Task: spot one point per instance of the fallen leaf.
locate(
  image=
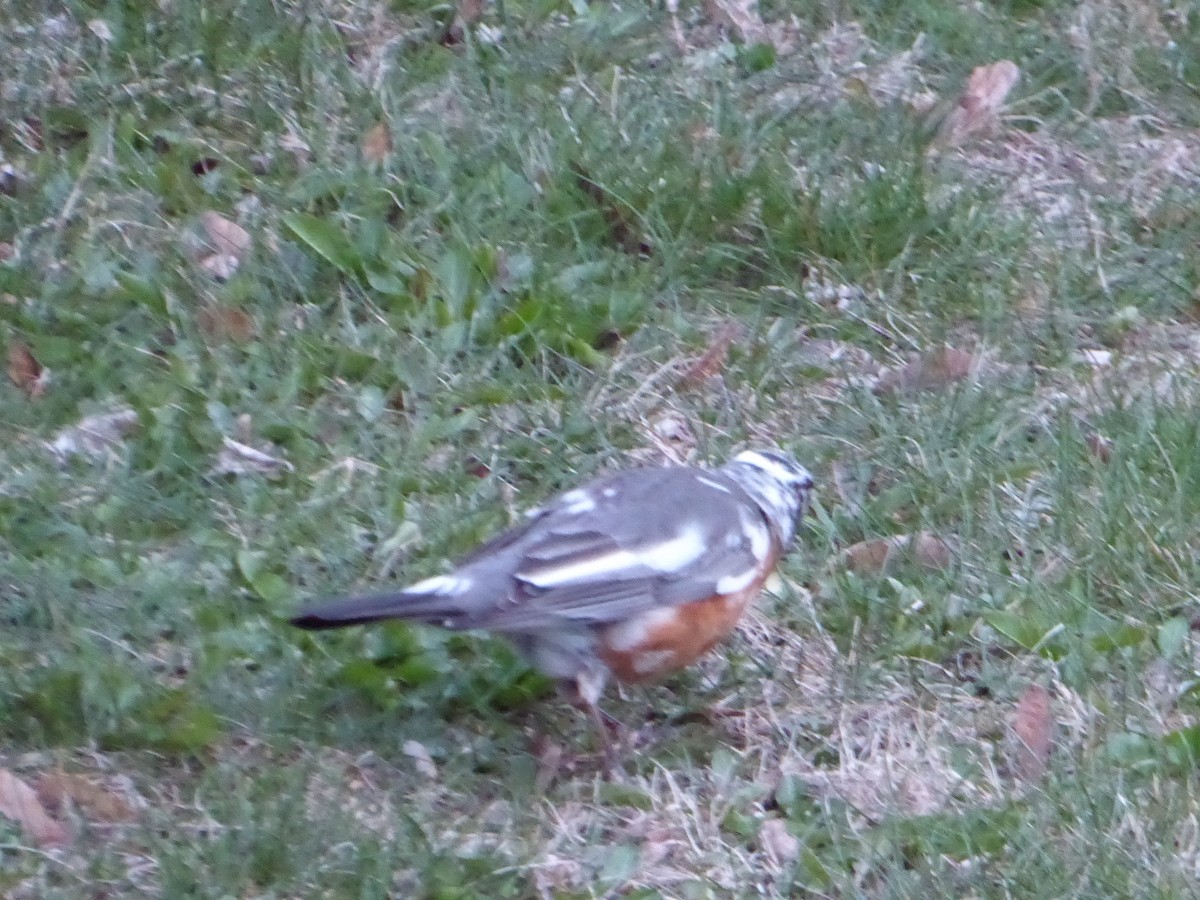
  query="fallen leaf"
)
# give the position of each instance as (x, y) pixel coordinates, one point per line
(25, 371)
(239, 459)
(781, 845)
(468, 12)
(227, 323)
(1099, 447)
(981, 102)
(673, 435)
(95, 435)
(419, 754)
(936, 369)
(875, 557)
(221, 267)
(96, 802)
(1033, 730)
(377, 143)
(227, 237)
(19, 803)
(713, 359)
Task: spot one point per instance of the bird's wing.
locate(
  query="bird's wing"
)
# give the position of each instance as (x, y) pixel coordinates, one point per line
(627, 544)
(600, 553)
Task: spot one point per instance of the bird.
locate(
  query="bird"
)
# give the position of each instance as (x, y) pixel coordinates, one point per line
(633, 575)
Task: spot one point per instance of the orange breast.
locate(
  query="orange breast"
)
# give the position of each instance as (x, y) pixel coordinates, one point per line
(667, 639)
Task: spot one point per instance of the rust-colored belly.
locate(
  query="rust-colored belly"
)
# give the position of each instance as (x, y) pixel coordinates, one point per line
(669, 639)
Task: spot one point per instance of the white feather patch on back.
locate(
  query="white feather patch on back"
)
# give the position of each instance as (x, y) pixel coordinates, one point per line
(652, 661)
(733, 583)
(666, 557)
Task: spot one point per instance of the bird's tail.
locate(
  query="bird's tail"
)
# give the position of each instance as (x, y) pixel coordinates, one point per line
(414, 606)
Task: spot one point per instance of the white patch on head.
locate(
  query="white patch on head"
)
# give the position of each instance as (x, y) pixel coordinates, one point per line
(633, 633)
(714, 485)
(733, 583)
(441, 585)
(772, 468)
(576, 502)
(756, 531)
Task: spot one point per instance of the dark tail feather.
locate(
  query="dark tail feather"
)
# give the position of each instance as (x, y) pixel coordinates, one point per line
(378, 607)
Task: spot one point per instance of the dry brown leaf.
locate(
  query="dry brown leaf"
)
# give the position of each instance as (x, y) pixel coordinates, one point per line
(96, 802)
(712, 361)
(876, 557)
(239, 459)
(981, 102)
(227, 237)
(19, 803)
(1099, 447)
(25, 371)
(781, 845)
(227, 323)
(419, 754)
(1033, 730)
(377, 143)
(936, 369)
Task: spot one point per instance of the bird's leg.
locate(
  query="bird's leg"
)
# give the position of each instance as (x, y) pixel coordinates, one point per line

================

• Goal: Please rewrite the lines above with every "spot" changed to "mark" and nothing else altered. Leave the pictures out of your answer.

• Output of the task:
Task: mark one point per instance of the fallen leaf.
locate(
  image=
  query="fallen leaf"
)
# give the position of each instance as (x, y) pixel coordinates, one point per line
(25, 371)
(239, 459)
(781, 845)
(468, 12)
(227, 323)
(1099, 447)
(981, 102)
(673, 435)
(95, 435)
(419, 754)
(936, 369)
(875, 557)
(221, 267)
(96, 802)
(1033, 730)
(377, 143)
(227, 237)
(19, 803)
(713, 359)
Task: mark one point per instance of the bird's wing.
locate(
  query="bird's wing"
)
# give the position of each instance as (x, y) pixel coordinates, one point per line
(627, 544)
(600, 553)
Task: mark one point per instance of the bird.
locate(
  query="bird"
)
# give the position of each instance as (x, y) pixel coordinates, one point per line
(633, 575)
Task: mark one point per instance of the orange breast.
locate(
  query="orange breast"
)
# give the position of each instance as (x, y) pixel coordinates, one point per line
(667, 639)
Task: mark one point per instance of the rust-colored belly.
locate(
  query="rust-colored belly"
)
# give the position of each instance as (x, y) pixel coordinates, one point per line
(669, 639)
Task: mark one point per instance of the white feather patch on back.
locate(
  query="white feather patch on back"
)
# give the position of each instance as (x, y) pixel coordinates, one point per line
(652, 661)
(733, 583)
(666, 557)
Task: mark one point per instance of the bird's tail.
locate(
  query="bird's tail"
)
# give the position of each instance as (x, y) pixel coordinates, one point per line
(414, 606)
Task: mark one point per instance of the white patch on head.
locate(
  query="white patch on head"
)
# give the position of each instance as (x, y) pixel coordinates, one point per line
(633, 633)
(714, 485)
(733, 583)
(441, 585)
(772, 468)
(576, 502)
(756, 531)
Task: mark one point per instance of the dark tail feather.
locate(
  query="dark tail feather"
)
# give the position of each instance as (x, y) pixel coordinates, one point per line
(378, 607)
Task: mark one point per instance of the dry brown leaf.
locate(
  query="dry brown leaf"
)
# give the position of each instance as (x, y) pixel coordinates, one point per line
(96, 802)
(712, 361)
(876, 557)
(239, 459)
(981, 102)
(227, 237)
(19, 803)
(1099, 447)
(25, 371)
(781, 845)
(227, 323)
(419, 754)
(1033, 730)
(377, 143)
(936, 369)
Task: mark one point per instance of the bird's leg.
locate(
  query="bird's leg"
)
# give the position of each instance as (x, y) pixel coordinates, one point per line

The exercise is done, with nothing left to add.